■ SHORT PROBLEM
Return the exact lines spanning from the line with "Practice. Spot the vertical" through the last line of the entries, boundaries included, and no others.
■ ■ ■ ■
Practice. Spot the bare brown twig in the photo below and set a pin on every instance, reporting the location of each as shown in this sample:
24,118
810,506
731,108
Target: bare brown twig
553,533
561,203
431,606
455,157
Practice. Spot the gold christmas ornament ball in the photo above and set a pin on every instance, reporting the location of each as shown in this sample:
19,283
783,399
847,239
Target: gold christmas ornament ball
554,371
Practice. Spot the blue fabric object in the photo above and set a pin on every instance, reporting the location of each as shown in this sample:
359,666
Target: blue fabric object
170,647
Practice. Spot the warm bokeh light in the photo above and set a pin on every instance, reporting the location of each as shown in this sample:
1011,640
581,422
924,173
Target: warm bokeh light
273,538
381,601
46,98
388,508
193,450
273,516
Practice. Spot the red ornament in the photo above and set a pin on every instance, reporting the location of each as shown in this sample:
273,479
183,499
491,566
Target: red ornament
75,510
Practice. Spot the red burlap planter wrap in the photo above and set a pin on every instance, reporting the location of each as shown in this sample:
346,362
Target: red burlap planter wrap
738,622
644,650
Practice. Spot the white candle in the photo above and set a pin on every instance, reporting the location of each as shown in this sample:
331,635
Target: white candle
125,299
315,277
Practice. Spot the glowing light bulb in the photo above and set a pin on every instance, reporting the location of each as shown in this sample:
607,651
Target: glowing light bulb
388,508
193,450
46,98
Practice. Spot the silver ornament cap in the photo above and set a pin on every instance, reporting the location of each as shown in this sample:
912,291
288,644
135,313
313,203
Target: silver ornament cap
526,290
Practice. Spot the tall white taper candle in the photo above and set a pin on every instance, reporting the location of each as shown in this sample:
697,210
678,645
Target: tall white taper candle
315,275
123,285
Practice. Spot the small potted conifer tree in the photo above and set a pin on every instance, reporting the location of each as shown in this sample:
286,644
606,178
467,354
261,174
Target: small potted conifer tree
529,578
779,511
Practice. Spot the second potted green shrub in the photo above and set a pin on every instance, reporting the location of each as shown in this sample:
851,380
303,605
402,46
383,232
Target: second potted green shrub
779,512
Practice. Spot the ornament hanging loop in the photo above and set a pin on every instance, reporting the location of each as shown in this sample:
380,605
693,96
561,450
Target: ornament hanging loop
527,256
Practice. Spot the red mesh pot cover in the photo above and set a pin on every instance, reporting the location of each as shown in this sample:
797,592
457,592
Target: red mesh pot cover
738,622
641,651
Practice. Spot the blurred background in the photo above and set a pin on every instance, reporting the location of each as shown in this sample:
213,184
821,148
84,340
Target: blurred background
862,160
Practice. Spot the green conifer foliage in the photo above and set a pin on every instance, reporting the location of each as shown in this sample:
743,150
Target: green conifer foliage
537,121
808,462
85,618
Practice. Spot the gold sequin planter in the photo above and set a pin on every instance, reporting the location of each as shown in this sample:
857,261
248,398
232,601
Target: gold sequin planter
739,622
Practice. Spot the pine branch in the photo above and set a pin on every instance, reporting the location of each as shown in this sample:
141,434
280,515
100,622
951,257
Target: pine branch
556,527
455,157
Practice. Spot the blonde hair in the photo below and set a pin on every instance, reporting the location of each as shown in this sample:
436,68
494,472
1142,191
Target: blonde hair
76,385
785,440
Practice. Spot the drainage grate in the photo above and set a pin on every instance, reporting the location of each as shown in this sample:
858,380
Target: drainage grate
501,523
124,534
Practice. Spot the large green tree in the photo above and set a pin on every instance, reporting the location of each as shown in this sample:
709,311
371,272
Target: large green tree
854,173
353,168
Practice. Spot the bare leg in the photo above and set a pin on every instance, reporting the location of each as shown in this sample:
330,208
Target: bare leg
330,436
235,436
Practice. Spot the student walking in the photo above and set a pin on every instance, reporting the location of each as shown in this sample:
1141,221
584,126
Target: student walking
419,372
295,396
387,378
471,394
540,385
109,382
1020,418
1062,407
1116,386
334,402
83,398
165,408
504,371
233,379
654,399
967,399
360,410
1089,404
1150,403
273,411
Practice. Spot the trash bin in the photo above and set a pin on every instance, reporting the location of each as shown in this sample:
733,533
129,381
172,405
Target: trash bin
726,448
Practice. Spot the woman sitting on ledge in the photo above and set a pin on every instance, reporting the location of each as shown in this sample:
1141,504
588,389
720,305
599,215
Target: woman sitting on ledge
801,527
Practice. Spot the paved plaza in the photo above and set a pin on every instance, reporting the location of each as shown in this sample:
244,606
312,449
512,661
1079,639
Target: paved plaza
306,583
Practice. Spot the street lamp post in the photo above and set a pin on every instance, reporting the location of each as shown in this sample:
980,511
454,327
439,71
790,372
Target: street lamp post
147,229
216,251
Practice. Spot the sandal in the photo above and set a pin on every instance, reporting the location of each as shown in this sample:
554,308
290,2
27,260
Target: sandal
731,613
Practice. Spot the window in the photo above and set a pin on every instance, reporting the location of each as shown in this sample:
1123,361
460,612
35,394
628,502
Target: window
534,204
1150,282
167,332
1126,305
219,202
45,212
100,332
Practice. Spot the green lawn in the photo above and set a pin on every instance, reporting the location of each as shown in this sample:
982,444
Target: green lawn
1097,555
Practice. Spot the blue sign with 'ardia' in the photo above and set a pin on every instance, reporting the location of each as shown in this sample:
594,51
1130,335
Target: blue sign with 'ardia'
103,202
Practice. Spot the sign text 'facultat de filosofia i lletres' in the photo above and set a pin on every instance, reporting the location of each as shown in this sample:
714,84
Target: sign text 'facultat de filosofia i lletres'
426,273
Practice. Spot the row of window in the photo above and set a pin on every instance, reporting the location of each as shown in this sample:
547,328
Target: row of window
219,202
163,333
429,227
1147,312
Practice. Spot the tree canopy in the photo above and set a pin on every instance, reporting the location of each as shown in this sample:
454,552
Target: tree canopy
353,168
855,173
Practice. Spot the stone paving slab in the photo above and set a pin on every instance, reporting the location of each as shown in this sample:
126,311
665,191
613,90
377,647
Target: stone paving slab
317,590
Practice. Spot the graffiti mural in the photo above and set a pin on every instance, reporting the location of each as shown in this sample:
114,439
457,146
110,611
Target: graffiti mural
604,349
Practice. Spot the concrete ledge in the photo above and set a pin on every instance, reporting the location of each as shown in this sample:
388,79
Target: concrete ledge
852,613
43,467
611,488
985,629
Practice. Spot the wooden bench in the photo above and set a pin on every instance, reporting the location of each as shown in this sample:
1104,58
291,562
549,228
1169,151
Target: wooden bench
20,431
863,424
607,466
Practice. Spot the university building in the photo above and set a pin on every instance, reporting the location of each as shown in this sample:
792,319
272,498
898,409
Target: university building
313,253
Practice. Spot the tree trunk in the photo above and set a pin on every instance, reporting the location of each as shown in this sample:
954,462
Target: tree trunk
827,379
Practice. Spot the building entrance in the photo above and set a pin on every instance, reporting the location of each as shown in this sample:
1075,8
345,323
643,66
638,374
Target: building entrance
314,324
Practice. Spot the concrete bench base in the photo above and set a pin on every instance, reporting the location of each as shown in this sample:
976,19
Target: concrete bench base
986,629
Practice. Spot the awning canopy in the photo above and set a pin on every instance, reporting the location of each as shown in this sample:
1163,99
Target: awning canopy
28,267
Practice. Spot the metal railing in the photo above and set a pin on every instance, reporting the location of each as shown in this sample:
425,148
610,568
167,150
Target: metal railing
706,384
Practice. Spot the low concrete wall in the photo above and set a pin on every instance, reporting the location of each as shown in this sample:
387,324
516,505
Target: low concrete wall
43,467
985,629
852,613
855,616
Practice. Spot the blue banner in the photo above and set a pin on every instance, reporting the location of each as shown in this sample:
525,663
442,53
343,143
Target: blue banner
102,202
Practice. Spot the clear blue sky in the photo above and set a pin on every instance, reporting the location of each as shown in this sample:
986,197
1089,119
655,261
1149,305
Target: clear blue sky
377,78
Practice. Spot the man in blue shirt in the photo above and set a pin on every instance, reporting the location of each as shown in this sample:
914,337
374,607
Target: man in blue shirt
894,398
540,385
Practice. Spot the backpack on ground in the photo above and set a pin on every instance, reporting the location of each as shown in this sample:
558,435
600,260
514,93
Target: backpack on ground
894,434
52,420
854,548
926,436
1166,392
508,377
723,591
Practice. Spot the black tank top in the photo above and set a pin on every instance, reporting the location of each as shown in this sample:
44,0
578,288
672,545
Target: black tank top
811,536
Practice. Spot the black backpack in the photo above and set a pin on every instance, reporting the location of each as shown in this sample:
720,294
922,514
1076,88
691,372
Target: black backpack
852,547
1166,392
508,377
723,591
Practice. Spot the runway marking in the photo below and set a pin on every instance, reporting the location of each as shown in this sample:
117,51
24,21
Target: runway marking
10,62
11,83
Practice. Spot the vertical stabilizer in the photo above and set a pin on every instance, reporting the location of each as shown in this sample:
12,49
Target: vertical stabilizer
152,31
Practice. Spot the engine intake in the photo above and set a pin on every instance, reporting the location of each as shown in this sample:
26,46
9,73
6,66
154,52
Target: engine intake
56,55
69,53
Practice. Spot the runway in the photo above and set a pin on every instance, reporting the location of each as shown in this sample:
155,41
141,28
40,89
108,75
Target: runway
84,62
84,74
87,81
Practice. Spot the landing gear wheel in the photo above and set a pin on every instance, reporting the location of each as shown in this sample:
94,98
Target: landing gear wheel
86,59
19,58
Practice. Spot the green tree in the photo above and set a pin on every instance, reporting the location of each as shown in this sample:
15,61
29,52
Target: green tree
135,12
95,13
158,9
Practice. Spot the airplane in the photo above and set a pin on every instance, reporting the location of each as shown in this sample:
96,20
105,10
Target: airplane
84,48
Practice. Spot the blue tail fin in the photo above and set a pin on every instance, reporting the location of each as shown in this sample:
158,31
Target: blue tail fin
■ ■ ■ ■
■ OUTPUT FOR THIS TASK
Practice. Spot the vertical stabilizer in the photo above and set a pin on every instance, reporting the location of each as shown in this sample:
12,49
Target: vertical stabilizer
152,31
Practice. Spot the engine intake in the photo above and set a pin on every instance, reporting the location of each as shown in this sample:
26,46
9,73
6,66
154,52
Target: engine intake
56,55
69,53
Practice. Spot the runway in the photo above and set a pin on every instance, reporting the location of each as shown in this sample:
155,41
141,28
40,89
108,75
Target: runway
84,62
84,74
87,81
Practice. Spot the landing gear wheel in the photo above and set a pin on every instance, reporting the location of each as shown in this sample:
94,98
Target: landing gear wheel
86,59
19,58
Practice. Spot the green tree in the photo above and set a pin on every instance, reporting the location of each as shown in this sample:
15,61
29,52
Target: green tree
135,12
95,13
158,9
Practice. Spot the airplane in the photo above and set a pin on every instance, reporting the location of each as shown in this sample:
96,20
105,10
Target: airplane
84,48
Practice. Spot the blue tail fin in the photo above and set a pin on every instance, reporting the location of each as shown in this sample:
158,31
Target: blue tail fin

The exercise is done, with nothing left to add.